→ **Exercises to complete**:
a - Answer these questions from the Pietermaritzburg passage:
(i) In what year did the visitor who compared Maritzburg with Durban write?
(ii) According to the 1898 journalist, what borders the Legislative buildings on one side?
(iii) Which two architects of Natal are named?
b - Does each statement below agree with the Pietermaritzburg passage? Answer yes or no, and quote the words that decide it.
(i) The 1898 journalist called Maritzburg naturally one of the prettiest towns in South Africa.
(ii) The 1926 visitor rated Maritzburg above Durban.
(iii) The colonist of 1898 compares his city with those of Britain.

Numerous visitors have remarked on its pleasant setting, the haphazard range and quality of its structures and the lack of aesthetic town planning which is so characteristic of many nineteenth-century British settlements. Their comments, at best affectionate, usually indicate lack of approval. 'Alongside of Durban,' declares a visitor of 1926, 'Maritzburg cannot claim the adjective "splendid" '. And, at the height of her prosperity and architectural growth, a local journalist in 1898 cuts her down to size, thus:
'Maritzburg naturally is one of the prettiest towns in S. Africa, but artificially it is one of the most hideous. There is a complete absence of symmetry, a total lack of uniformity in colour, and a super-abundance of architectural monstrosities. Our roads are rugged, our footpaths uneven, and wherever it is possible to disfigure or render a place inartistic the opportunity is immediately seized. The Town Hall. .. always gives one the impression that it was dropped from the skies and just missed striking the kerbstone ... The Legislative buildings may not be handsome. .. but whatever beauty they possess is completely discounted by the fact that on one side they are bordered by diminutive one-storey shanties'.
At all stages of its history, even today, Pietermaritzburg's critics express disappointment. Why such criticism, and what, if any, were people's expectations? The comments of Paton and Methven, two of the leading architects of Natal, are revealing. The colonist of 1898 compares his city with those of Britain or 'Home'.

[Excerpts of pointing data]

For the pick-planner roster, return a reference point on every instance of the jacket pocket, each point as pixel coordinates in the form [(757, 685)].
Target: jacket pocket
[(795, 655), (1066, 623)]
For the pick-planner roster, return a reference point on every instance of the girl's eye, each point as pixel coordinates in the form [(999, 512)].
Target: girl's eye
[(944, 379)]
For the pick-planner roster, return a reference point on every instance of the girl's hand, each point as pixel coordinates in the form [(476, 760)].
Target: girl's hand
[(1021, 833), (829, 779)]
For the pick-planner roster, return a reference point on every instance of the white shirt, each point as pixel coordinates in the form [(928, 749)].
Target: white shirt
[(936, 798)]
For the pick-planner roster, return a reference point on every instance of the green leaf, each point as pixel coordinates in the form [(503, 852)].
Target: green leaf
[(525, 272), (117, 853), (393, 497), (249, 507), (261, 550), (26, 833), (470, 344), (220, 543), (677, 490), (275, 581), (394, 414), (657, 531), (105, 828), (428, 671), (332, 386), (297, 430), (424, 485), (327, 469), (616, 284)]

→ **Solutions in order**:
a -
(i) 1926
(ii) Diminutive one-storey shanties
(iii) Paton and Methven

b -
(i) Yes: "Maritzburg naturally is one of the prettiest towns in S. Africa"
(ii) No: "Alongside of Durban," and "Maritzburg cannot claim the adjective "splendid""
(iii) Yes: "The colonist of 1898 compares his city with those of Britain or 'Home'."